----- Supplied passage

At block 308, the ensemble extracts natural language content from the body element of the HTML code. The ensemble discards elements from the body element of the HTML code known to not correspond to natural language content. The ensemble then removes HTML syntax and ASCII characters outside a range of codes (e.g., non-alphanumeric ASCII characters) and extracts consecutive sequences of characters within the range of codes as tokens.


At block 310, the ensemble inputs the natural language content into a natural language model to generate a likelihood value(s) that the body element comprises IC. The natural language model was previously trained on one or more natural language tasks with natural language tokens representative of a broader scope than IC— in some instances millions or billions of tokens—and was further trained for the task of IC detection on IC/non-IC labelled tokens. For instance, the natural language model can be a distillBERT or Bidirectional Encoder Representations from Transformers (BERT) model.


At block 312, the ensemble inputs the generated likelihood value(s) and generated feature values into a classifier to generate an IC verdict and associates the URL with the verdict in the database. For instance, the classifier can be a gradient boosting model or other boosting model that augments the predictions of the natural language model (i.e., the generated likelihood value(s)) with the generated feature values. The database can further store the verdict in association with the URL, content in an HTTP response from the URL, and/or a time stamp for when the IC verdict was generated in any appropriate data structure/database structure.


At block 314, if content returned from the URL is IC according to the verdict generated by the ensemble, flow proceeds to block 316. Otherwise, flow proceeds to block 318.


At block 316, the firewall performs corrective action at the endpoint device. For instance, the firewall can indicate an alert to a user at the endpoint device that includes the requested URL and a description of IC as well as possible risks associated with accessing content from IC websites. Depending on severity of associated applications, the firewall can further terminate sessions/flows corresponding to the URL pending user or administrator approval. Flow returns to block 300.


At block 318, the firewall forwards the URL to an additional classifier for further classification and corrective action. The additional classifier can be configured to identify severity levels based on categories indicated in a classification of the URL. The corrective action can also comprise user alerts and/or session/flow termination based on associated classifications and maliciousness verdicts. Flow returns to block 300.

----------

(Stated goal 1)
Answer these questions from the passage on IC detection:
(a) Which two models are given as examples of the natural language model at block 310?
(b) What kind of model can the classifier at block 312 be?
(c) To which block does flow proceed if the verdict does not find the content to be IC?
(Stated goal 2)
Print the passage on IC detection from "At block 318, the" up to and including "verdicts. Flow returns to block 300.".

----- Entries provided

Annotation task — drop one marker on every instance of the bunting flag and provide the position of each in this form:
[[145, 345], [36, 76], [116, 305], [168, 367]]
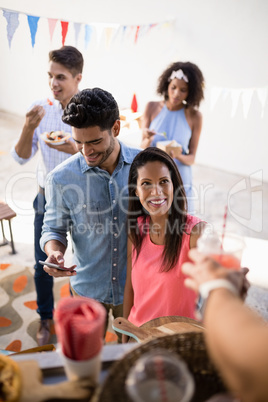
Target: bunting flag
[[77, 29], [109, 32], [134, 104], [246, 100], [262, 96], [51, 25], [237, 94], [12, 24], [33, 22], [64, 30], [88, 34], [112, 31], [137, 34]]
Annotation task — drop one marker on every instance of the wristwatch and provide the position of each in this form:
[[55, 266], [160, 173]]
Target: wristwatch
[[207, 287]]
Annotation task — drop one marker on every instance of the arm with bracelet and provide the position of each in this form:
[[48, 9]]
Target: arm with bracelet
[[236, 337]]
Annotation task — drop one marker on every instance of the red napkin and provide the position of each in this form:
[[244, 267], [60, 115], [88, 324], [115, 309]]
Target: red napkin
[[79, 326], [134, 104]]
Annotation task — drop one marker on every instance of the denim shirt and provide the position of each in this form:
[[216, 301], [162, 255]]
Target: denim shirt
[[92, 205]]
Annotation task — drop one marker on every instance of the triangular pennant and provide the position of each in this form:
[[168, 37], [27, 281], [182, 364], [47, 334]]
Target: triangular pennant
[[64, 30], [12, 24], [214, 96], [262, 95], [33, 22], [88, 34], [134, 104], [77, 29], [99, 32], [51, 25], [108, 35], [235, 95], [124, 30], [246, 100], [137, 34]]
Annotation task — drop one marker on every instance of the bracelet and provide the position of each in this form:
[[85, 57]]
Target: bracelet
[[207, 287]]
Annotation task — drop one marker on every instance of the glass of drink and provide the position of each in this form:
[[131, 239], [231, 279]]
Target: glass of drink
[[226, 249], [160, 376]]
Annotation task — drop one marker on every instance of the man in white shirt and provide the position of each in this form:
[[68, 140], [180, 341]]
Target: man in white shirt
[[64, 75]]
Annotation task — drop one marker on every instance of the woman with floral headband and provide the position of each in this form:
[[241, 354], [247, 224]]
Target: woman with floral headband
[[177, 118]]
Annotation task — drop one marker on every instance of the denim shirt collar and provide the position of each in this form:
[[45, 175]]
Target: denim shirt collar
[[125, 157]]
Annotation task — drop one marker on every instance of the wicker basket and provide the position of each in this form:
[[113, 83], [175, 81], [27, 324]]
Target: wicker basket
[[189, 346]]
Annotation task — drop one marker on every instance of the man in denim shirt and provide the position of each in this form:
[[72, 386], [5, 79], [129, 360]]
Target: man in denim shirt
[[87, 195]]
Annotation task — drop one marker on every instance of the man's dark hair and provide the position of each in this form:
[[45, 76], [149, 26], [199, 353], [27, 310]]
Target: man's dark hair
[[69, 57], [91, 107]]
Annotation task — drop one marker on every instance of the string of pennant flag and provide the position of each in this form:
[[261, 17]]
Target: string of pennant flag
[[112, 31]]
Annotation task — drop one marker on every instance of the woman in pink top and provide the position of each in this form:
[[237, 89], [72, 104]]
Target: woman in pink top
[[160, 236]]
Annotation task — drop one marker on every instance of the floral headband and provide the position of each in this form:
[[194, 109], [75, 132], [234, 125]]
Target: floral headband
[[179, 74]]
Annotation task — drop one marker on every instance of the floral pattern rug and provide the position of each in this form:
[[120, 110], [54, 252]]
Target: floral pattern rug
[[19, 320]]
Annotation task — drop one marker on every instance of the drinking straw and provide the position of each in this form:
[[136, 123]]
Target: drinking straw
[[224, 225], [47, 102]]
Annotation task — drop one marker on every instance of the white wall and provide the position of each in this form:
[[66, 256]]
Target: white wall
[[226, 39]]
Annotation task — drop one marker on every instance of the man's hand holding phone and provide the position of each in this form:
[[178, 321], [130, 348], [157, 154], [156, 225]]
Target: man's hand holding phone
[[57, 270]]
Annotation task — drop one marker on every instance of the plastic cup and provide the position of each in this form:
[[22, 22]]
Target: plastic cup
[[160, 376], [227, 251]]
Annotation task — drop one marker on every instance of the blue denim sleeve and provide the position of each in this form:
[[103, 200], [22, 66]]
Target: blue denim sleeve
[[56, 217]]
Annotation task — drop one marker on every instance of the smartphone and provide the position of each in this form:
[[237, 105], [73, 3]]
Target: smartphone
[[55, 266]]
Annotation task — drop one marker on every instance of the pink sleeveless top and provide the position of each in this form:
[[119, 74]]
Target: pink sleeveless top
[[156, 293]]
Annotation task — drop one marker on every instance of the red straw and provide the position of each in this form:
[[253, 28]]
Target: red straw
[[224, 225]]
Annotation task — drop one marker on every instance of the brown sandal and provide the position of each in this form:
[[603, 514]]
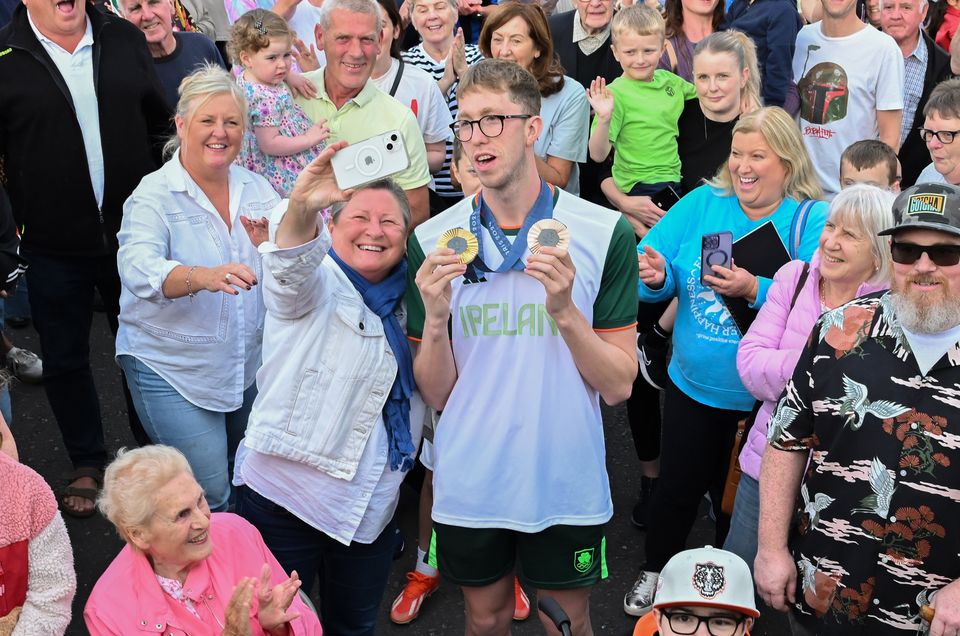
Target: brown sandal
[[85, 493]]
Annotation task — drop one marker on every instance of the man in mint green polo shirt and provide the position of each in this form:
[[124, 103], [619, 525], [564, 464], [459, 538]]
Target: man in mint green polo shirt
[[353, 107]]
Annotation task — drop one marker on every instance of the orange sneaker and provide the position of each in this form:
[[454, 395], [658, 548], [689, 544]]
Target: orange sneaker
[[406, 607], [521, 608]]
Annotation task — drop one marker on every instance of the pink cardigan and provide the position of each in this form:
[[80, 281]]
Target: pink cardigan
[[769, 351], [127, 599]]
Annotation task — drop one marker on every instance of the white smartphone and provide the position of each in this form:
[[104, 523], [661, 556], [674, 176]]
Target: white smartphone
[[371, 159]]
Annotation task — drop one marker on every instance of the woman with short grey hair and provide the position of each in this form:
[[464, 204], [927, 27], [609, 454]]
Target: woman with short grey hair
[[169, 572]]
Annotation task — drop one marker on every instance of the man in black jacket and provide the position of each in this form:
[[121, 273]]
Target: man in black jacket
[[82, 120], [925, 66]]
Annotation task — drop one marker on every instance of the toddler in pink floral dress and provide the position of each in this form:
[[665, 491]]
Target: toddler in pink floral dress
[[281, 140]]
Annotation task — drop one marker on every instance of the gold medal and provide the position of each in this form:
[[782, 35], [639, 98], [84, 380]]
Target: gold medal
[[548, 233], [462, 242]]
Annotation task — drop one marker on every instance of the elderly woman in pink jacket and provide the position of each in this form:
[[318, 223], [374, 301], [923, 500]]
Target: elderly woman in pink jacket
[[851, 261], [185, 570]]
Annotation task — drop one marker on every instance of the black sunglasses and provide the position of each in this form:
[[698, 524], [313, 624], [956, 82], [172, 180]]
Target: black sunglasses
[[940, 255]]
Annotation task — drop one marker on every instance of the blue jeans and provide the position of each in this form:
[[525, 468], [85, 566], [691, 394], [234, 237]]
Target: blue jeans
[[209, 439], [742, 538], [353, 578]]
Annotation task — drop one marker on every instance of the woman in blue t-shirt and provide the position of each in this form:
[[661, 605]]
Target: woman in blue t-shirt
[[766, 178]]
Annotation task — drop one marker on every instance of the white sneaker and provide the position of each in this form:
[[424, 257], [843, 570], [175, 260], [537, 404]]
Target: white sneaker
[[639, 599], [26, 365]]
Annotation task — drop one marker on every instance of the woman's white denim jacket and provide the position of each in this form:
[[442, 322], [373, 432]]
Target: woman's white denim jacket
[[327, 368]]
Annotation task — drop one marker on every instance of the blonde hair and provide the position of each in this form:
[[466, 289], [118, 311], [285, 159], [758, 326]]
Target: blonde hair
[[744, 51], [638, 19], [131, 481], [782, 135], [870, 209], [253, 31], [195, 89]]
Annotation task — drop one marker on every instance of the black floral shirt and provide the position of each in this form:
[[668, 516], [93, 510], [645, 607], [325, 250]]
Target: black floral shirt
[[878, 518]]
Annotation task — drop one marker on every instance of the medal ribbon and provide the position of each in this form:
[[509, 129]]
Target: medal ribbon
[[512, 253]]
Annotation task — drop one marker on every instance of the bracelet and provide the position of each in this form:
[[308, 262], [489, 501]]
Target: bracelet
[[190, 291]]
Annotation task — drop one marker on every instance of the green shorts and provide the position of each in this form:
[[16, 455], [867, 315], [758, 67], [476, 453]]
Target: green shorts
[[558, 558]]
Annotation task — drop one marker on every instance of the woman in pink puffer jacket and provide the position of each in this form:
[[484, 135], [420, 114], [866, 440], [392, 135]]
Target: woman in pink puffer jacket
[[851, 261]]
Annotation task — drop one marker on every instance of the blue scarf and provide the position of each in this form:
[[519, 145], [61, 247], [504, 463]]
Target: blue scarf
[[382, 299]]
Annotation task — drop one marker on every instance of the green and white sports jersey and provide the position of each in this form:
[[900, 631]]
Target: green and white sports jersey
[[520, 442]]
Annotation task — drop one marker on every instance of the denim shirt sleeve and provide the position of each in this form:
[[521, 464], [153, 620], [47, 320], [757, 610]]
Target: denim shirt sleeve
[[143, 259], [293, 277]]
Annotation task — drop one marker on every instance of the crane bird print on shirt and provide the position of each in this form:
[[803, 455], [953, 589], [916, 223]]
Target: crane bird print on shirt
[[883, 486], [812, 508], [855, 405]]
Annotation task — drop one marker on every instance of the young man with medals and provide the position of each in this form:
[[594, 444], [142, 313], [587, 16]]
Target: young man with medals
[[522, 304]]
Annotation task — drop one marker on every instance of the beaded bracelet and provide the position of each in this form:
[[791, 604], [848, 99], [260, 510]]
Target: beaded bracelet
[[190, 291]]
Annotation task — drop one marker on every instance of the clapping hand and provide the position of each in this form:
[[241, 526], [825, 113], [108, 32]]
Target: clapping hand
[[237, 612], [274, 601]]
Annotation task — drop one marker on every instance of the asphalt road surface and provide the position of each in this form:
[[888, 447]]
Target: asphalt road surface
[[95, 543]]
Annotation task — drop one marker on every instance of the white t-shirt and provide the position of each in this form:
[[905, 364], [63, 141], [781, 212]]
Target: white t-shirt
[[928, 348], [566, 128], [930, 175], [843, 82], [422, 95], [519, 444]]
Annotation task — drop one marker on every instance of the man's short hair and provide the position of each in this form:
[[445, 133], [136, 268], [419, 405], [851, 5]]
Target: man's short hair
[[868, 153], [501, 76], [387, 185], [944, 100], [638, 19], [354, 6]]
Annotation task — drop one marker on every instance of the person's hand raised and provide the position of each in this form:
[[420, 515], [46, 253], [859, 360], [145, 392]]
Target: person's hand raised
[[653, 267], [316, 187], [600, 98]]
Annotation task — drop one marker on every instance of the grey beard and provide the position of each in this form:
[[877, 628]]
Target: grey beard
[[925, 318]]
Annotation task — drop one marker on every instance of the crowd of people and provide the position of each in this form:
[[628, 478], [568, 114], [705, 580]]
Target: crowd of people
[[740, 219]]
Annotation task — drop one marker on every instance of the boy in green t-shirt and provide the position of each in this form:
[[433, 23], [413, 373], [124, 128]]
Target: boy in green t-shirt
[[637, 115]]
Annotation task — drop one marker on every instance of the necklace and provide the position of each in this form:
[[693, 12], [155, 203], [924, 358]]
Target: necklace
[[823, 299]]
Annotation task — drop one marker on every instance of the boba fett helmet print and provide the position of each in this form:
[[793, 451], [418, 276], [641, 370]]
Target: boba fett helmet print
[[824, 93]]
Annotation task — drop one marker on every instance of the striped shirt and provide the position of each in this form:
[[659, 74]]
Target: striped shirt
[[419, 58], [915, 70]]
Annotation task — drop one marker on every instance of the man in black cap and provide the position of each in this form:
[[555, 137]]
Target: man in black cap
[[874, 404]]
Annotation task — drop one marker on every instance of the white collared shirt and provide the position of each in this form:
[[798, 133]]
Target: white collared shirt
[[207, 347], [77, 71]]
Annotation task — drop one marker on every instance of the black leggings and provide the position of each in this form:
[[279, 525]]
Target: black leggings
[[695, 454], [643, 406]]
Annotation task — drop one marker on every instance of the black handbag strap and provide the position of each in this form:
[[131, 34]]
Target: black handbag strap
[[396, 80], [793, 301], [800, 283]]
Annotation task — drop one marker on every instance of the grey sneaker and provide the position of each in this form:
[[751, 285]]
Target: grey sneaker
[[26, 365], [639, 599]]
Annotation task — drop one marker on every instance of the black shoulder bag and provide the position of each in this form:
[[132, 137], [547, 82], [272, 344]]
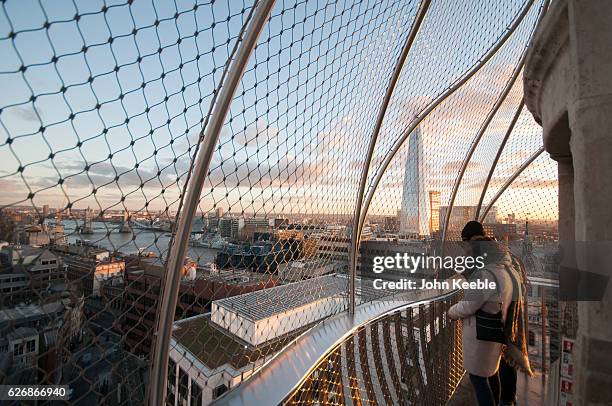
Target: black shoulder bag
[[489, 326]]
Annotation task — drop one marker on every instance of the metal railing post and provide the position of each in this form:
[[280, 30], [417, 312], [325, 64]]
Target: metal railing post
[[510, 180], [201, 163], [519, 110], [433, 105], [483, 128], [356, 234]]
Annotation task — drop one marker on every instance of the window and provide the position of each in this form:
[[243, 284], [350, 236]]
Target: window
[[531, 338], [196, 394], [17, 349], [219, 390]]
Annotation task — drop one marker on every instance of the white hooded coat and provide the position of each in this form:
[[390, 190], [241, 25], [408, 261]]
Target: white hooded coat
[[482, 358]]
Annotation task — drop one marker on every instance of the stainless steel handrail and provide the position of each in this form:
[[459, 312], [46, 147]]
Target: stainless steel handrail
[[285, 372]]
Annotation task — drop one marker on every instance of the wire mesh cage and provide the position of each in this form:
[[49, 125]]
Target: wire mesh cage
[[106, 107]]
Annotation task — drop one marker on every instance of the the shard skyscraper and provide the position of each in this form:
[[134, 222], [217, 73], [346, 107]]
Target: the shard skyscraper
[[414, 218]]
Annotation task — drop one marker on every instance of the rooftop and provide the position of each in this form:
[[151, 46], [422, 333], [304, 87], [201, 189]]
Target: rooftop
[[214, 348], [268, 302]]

----------

(Full output 1)
(a) A distillBERT model or a Bidirectional Encoder Representations from Transformers (BERT) model.
(b) A gradient boosting model or other boosting model.
(c) Block 318.

(Full output 2)
At block 318, the firewall forwards the URL to an additional classifier for further classification and corrective action. The additional classifier can be configured to identify severity levels based on categories indicated in a classification of the URL. The corrective action can also comprise user alerts and/or session/flow termination based on associated classifications and maliciousness verdicts. Flow returns to block 300.